> [Source excerpt]
----

I think the problem with the "future is Arm" argument is and always be Microsoft and Windows. From what I gather, running x86 programs on WOA is suboptimal. Plus, there are all sorts of niche programs, and of course games, that are highly specific to x86 optimizations. All of that can be emulated, but I don't think the power savings and speed improvement in Arm are enough to switch an entire dinosaur codebase. With macOS and Linux, sure, that makes sense and is compartively easy. I'm not convinced about the Windows hegemony. Plus, Intel and AMD have a lot of incentives and resources to make sure that doesn't happen.

This isn't specific to Arm, but this short LTT video goes into detail why Windows' progress moves slower than molasses syrup in winter. It's not just organizations with legacy applications, but the comments section is full of folks who want Windows set in an immutable state. There's also a strong mindshare that x86 has among traditional PCs which isn't easy to displace.

----

Collected data
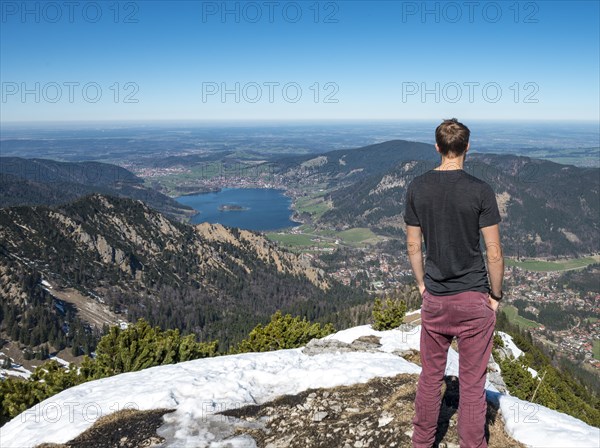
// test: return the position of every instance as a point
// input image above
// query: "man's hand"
(493, 303)
(413, 245)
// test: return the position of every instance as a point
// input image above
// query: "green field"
(541, 266)
(513, 316)
(315, 206)
(354, 237)
(357, 235)
(296, 240)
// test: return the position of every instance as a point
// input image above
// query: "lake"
(261, 208)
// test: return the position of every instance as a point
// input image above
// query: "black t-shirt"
(450, 207)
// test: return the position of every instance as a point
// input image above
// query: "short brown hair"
(452, 137)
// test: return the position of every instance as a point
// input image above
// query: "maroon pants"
(470, 318)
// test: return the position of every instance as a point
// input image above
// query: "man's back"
(450, 206)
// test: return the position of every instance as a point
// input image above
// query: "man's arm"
(415, 255)
(495, 260)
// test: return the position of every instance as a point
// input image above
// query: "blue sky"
(152, 60)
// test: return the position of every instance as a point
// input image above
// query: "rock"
(385, 419)
(320, 415)
(319, 346)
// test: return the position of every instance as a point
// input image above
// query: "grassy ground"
(540, 266)
(513, 316)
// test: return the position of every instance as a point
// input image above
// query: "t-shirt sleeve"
(490, 214)
(410, 215)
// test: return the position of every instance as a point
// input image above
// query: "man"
(448, 208)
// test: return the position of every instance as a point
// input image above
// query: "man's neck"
(454, 163)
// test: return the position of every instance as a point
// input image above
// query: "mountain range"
(132, 261)
(49, 182)
(548, 209)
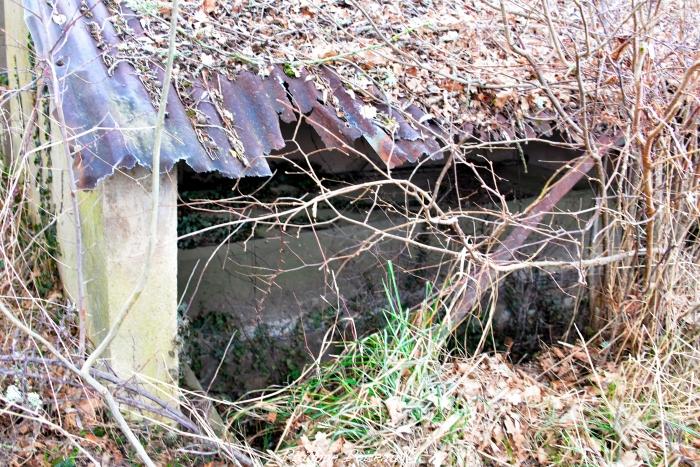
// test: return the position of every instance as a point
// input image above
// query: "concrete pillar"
(115, 228)
(115, 225)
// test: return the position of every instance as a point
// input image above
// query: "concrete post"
(115, 227)
(116, 218)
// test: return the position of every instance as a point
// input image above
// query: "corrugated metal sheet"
(111, 118)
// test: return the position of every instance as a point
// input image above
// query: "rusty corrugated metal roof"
(111, 118)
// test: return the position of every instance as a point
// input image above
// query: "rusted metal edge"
(111, 117)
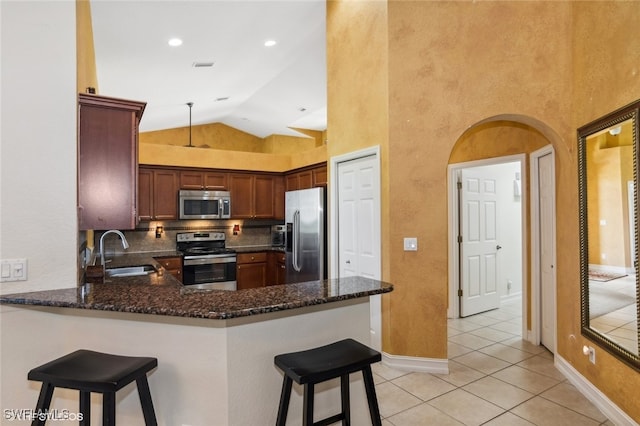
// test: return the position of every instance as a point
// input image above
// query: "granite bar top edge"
(173, 299)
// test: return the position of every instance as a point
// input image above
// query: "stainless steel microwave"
(204, 204)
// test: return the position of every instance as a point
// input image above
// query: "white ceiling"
(267, 87)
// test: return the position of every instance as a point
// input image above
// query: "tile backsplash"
(143, 239)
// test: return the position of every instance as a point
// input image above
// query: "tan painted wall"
(539, 63)
(85, 58)
(608, 171)
(230, 148)
(606, 76)
(449, 71)
(216, 135)
(358, 100)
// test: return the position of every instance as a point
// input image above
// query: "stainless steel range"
(208, 264)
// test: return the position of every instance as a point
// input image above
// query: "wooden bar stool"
(324, 363)
(89, 371)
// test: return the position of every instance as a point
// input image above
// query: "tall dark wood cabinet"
(107, 162)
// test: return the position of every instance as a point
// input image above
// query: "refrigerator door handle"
(296, 241)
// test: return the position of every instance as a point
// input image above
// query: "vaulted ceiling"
(223, 66)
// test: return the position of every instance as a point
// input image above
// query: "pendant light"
(190, 105)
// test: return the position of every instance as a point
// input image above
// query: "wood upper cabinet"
(107, 162)
(157, 194)
(251, 270)
(306, 178)
(320, 176)
(252, 195)
(278, 198)
(276, 268)
(211, 181)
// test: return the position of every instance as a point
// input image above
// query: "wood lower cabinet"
(252, 196)
(157, 194)
(251, 270)
(107, 162)
(172, 265)
(277, 268)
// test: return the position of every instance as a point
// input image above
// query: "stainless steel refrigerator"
(306, 242)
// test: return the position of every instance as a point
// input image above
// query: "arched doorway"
(497, 140)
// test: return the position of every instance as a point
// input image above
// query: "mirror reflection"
(611, 235)
(608, 181)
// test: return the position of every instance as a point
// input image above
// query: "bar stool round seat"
(89, 371)
(318, 365)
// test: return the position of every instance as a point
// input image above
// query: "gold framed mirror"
(608, 196)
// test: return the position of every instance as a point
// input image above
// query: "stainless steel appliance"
(207, 264)
(278, 233)
(204, 204)
(306, 255)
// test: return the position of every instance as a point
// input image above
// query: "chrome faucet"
(125, 244)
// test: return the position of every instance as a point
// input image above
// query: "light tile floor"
(620, 325)
(495, 378)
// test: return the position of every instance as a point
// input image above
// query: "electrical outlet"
(13, 270)
(410, 244)
(590, 352)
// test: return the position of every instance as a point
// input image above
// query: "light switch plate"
(411, 244)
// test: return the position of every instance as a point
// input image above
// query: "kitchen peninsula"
(215, 348)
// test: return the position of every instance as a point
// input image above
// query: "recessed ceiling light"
(202, 64)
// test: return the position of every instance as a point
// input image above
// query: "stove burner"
(207, 250)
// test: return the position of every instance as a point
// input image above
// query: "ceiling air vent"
(202, 64)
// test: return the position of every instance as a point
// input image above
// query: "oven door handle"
(210, 260)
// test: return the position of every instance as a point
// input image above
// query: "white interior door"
(357, 228)
(546, 200)
(479, 241)
(358, 218)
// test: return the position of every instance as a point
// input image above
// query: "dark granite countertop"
(161, 294)
(252, 249)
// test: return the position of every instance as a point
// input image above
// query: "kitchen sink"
(130, 271)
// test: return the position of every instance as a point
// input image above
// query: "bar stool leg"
(307, 410)
(109, 409)
(85, 408)
(44, 400)
(371, 396)
(146, 402)
(345, 400)
(285, 395)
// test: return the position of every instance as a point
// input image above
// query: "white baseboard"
(593, 394)
(422, 365)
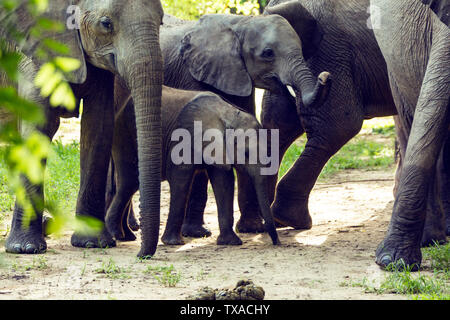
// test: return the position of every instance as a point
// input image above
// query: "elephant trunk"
(144, 79)
(261, 186)
(313, 90)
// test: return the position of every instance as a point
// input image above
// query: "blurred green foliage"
(24, 156)
(192, 10)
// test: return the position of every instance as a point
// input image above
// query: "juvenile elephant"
(231, 55)
(100, 36)
(186, 111)
(414, 38)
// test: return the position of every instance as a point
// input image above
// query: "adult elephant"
(340, 41)
(414, 38)
(110, 38)
(231, 55)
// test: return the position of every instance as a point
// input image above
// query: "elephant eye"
(267, 53)
(106, 23)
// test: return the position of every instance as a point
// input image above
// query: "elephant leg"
(402, 141)
(97, 125)
(193, 225)
(328, 129)
(444, 170)
(180, 179)
(435, 230)
(132, 220)
(222, 182)
(250, 220)
(279, 113)
(125, 175)
(26, 234)
(418, 177)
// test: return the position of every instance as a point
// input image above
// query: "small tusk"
(291, 91)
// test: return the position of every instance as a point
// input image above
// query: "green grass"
(112, 270)
(372, 150)
(417, 285)
(165, 275)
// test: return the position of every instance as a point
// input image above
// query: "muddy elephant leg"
(327, 132)
(222, 182)
(124, 165)
(250, 220)
(402, 141)
(193, 225)
(435, 221)
(132, 220)
(97, 125)
(444, 173)
(279, 113)
(180, 179)
(418, 177)
(30, 239)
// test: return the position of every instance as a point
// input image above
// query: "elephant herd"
(325, 67)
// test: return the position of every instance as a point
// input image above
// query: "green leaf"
(67, 64)
(23, 108)
(63, 96)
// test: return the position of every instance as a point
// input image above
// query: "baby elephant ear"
(307, 28)
(212, 52)
(67, 15)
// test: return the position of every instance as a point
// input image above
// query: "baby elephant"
(201, 132)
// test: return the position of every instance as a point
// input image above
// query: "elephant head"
(256, 51)
(123, 38)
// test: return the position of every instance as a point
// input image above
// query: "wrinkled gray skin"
(180, 109)
(348, 49)
(339, 41)
(107, 30)
(231, 55)
(416, 46)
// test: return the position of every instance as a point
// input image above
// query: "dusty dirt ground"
(350, 215)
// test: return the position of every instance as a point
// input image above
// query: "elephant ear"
(212, 52)
(59, 11)
(302, 21)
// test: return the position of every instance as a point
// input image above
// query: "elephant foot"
(250, 225)
(392, 255)
(26, 242)
(127, 236)
(194, 231)
(102, 240)
(172, 239)
(114, 228)
(133, 223)
(229, 238)
(431, 238)
(46, 221)
(294, 215)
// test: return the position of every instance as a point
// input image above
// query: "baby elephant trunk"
(261, 187)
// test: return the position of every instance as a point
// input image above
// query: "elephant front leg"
(223, 185)
(97, 126)
(193, 225)
(180, 180)
(26, 234)
(444, 172)
(250, 220)
(418, 183)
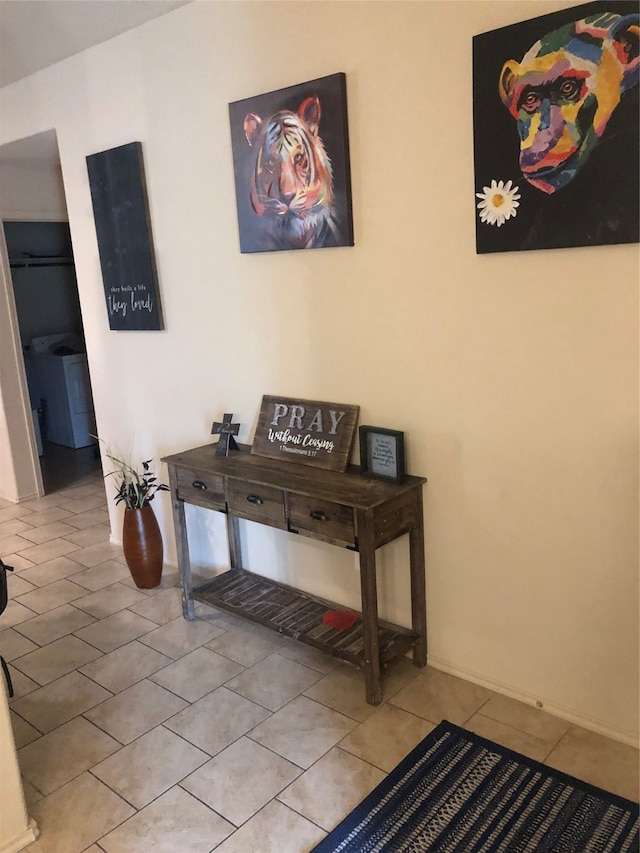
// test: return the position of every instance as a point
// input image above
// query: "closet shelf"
(41, 261)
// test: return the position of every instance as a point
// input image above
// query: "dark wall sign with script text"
(121, 213)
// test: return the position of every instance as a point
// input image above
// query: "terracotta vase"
(142, 546)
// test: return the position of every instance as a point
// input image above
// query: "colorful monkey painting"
(292, 189)
(571, 123)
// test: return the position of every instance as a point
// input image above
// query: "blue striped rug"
(457, 792)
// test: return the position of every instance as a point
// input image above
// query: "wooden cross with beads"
(226, 430)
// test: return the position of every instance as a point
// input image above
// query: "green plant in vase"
(141, 536)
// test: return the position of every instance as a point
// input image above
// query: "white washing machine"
(58, 374)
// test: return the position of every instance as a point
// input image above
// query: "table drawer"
(257, 503)
(202, 488)
(325, 519)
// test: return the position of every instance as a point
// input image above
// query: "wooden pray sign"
(308, 432)
(226, 430)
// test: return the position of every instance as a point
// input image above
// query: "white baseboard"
(19, 842)
(568, 714)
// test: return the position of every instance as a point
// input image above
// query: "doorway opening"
(48, 311)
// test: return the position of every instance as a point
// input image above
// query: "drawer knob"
(318, 515)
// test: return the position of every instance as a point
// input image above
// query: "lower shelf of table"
(298, 614)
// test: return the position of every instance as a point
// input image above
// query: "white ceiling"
(37, 33)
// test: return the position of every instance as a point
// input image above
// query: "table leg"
(182, 548)
(368, 588)
(233, 537)
(418, 584)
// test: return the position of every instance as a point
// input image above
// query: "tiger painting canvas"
(291, 164)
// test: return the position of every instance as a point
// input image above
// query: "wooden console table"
(347, 510)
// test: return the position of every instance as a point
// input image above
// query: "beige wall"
(515, 376)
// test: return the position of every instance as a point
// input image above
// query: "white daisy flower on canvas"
(499, 202)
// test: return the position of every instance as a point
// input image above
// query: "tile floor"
(139, 731)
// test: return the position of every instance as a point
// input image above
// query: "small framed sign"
(309, 432)
(382, 453)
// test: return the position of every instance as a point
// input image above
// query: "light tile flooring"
(138, 731)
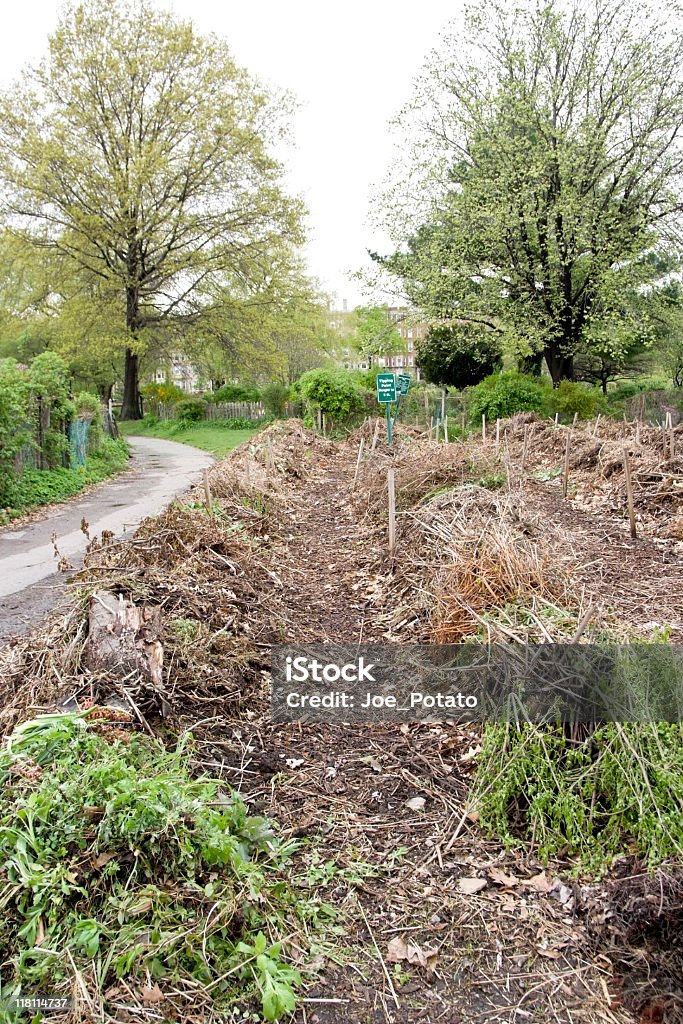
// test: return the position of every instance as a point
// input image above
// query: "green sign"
(386, 387)
(403, 381)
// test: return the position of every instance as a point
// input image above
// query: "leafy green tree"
(458, 356)
(336, 392)
(139, 152)
(551, 168)
(377, 334)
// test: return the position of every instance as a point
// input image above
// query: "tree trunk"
(559, 365)
(132, 402)
(132, 406)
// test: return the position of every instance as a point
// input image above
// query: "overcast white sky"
(351, 69)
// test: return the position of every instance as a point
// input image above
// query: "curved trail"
(30, 585)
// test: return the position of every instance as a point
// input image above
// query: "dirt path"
(436, 924)
(29, 584)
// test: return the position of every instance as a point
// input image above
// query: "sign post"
(386, 393)
(403, 383)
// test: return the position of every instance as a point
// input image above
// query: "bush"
(274, 397)
(571, 397)
(504, 394)
(235, 392)
(190, 411)
(170, 881)
(334, 391)
(88, 407)
(14, 431)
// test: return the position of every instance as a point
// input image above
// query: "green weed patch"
(119, 865)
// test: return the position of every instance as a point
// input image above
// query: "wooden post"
(565, 474)
(629, 493)
(207, 491)
(392, 509)
(357, 462)
(525, 449)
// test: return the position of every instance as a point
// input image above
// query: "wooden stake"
(207, 491)
(392, 509)
(376, 434)
(357, 462)
(629, 493)
(565, 474)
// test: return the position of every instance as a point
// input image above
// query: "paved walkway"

----

> [Goals]
**A.** Count the lines of the listing that contain the word "refrigerator". Reply with the number alone.
**B.** Write the next part of the comment on Windows and Arm processors, picking up after its final sentence.
The comment and the listing are unrelated to each other.

> [Answers to the tasks]
**A.** 2

**B.**
Plus, we've seen this rodeo before. Windows NT supported PPC, MIPS, Alpha and x86. Only Alpha doggedly stuck around, and no matter how good FX!32 emulation was, and Alpha being a superior design, it didn't dislodge the old x86 dog. I don't see why that would change with this endeavor. It's why I really don't see Nuvia/Qualcomm's chips going anywhere, not simply because I think Apple has a head start, but because I don't think the average Windows PC user is going to want it, even if they don't know the difference between x86 and Arm. If I do the big switch to PC, you wouldn't catch me dead with an Arm design, but it really wouldn't matter, because I would be dead.